## Texto fornecido
·····

O batismo foi uma experiência inicial única; a plenitude, porém, Deus queria que fosse contínua, o resultado permanente, a norma. Como acontecimento inicial, o batismo não pode ser repetido nem pode ser perdido, mas o ato de ser enchido pode ser repetido e, no mínimo, precisa ser mantido. Quando a plenitude não é mantida, ela se perde. Se foi perdida, pode ser recuperada. O Espírito Santo é "entristecido" pelo pecado (Ef 4.30) e deixa de empoderar o pecador. Nesse caso, o único meio de recuperar a plenitude é o arrependimento. Mesmo em casos em que não há indícios de que a plenitude foi perdida por causa de algum pecado, lemos que algumas pessoas foram novamente preenchidas, mostrando que uma crise ou um desafio diferente podem requerer um novo revestimento de poder do Espírito.

 

Uma comparação dos diversos textos do Novo Testamento que falam de pessoas que são "enchidas" ou "cheias" do Espírito Santo leva a crer que eles podem ser divididos em três grupos principais. Primeiro fica implícito que ser "cheio" ou "enchido" era uma característica normal de cada cristão dedicado. Por isso, os sete homens que foram escolhidos para cuidar das viúvas na igreja de Jerusalém deveriam ser "cheios do Espírito", assim como deveriam ser "de boa reputação", "cheios de sabedoria" e "cheios de fé" (At 6.3, 5).

 

Creio que a "sabedoria" e a "fé" poderiam ser consideradas dons espirituais especiais. Porém, uma boa reputação dificilmente poderia ser algo fora do comum para os cristãos. Tampouco, penso eu, o fato de serem cheios do Espírito. De maneira semelhante, Barnabé é descrito como um "homem bom, cheio do Espírito Santo e de fé" (At 11.24), e os recém-convertidos discípulos de Antioquia da Pisídia "transbordavam de alegria e do Espírito Santo" (At 13.52). Esses versículos parecem descrever o estado normal do cristão, ou, pelo menos, como Deus gostaria que ele fosse: uma vida cheia do Espírito!

 

Em segundo lugar, a expressão indica uma capacitação para um ministério ou cargo especial. Assim, João Batista seria "cheio do Espírito Santo, já do ventre materno", aparentemente como preparo para seu ministério profético (Lc 1.15-17). Da mesma forma, as palavras de Ananias a Saulo de Tarso, de que ele seria "cheio do Espírito Santo", parecem se referir à sua indicação como apóstolo (At 9.17; v. 22.12-15 e 26.16-23).

 

Em terceiro lugar, há ocasiões em que a plenitude do Espírito foi concedida para equipar não tanto um cargo vitalício (como apóstolo ou profeta, por exemplo), mas para uma tarefa imediata, especialmente numa emergência. Zacarias foi preenchido antes de profetizar (mesmo seu ofício sendo de sacerdote e não de profeta. Veja também sua esposa Isabel, Lc 1.5-8,41,67). A mesma coisa aconteceu com Pedro, antes de falar ao Sinédrio; com o grupo de cristãos em Jerusalém, antes de continuarem com seu ministério da palavra mesmo em face da perseguição emergente; com Estevão, antes de ser martirizado; e com Paulo, antes de repreender o mágico Elimas. Lemos que todos esses ficaram "cheios do Espírito Santo", provavelmente para capacitá-los a enfrentarem a situação com que se defrontavam (At 4.8, 31, 7.55, 13.9).

·····

## Registros extraídos
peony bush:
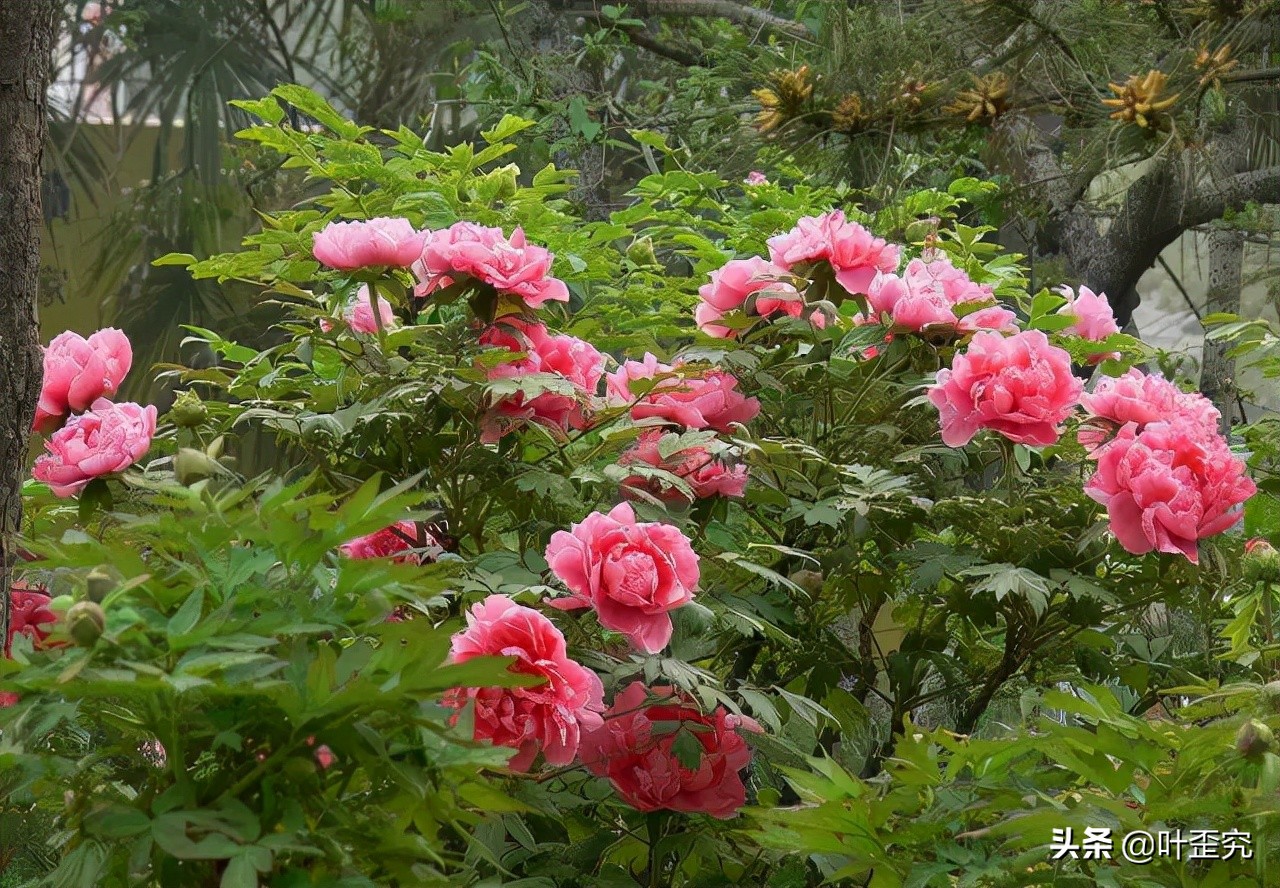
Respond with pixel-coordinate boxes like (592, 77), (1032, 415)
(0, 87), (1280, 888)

·····

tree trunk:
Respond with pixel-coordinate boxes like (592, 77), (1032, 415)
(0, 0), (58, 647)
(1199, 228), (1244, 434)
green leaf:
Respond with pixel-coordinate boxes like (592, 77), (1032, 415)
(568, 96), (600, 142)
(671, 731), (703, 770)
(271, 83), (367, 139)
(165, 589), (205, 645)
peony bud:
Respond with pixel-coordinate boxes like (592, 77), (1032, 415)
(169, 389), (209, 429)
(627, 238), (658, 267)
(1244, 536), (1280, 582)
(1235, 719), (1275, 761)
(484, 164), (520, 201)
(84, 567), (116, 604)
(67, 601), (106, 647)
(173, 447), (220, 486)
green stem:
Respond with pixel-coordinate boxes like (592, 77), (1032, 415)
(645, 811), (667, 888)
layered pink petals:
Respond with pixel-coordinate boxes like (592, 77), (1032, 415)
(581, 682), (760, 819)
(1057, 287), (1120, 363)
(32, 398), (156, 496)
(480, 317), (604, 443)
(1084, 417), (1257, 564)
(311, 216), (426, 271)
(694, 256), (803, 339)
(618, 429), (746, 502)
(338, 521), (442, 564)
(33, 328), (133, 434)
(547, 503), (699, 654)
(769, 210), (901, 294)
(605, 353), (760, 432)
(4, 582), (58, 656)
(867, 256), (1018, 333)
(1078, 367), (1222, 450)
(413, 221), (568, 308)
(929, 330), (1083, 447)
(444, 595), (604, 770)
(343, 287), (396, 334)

·····

## Solicitação A
Diga se cada afirmação a seguir concorda com o texto fornecido, respondendo sim ou não e citando literalmente as palavras decisivas: (i) como acontecimento inicial, o batismo pode ser repetido; (ii) Zacarias tinha ofício de sacerdote; (iii) Barnabé é descrito como cheio de sabedoria.
## Solicitação B
Liste todas as qualificações que, segundo o texto fornecido, os sete homens escolhidos para cuidar das viúvas na igreja de Jerusalém deveriam ter.

## Resposta do exercício A
(i) Não: "Como acontecimento inicial, o batismo não pode ser repetido nem pode ser perdido"
(ii) Sim: "mesmo seu ofício sendo de sacerdote e não de profeta"
(iii) Não: "homem bom, cheio do Espírito Santo e de fé"

## Resposta do exercício B
- cheios do Espírito
- de boa reputação
- cheios de sabedoria
- cheios de fé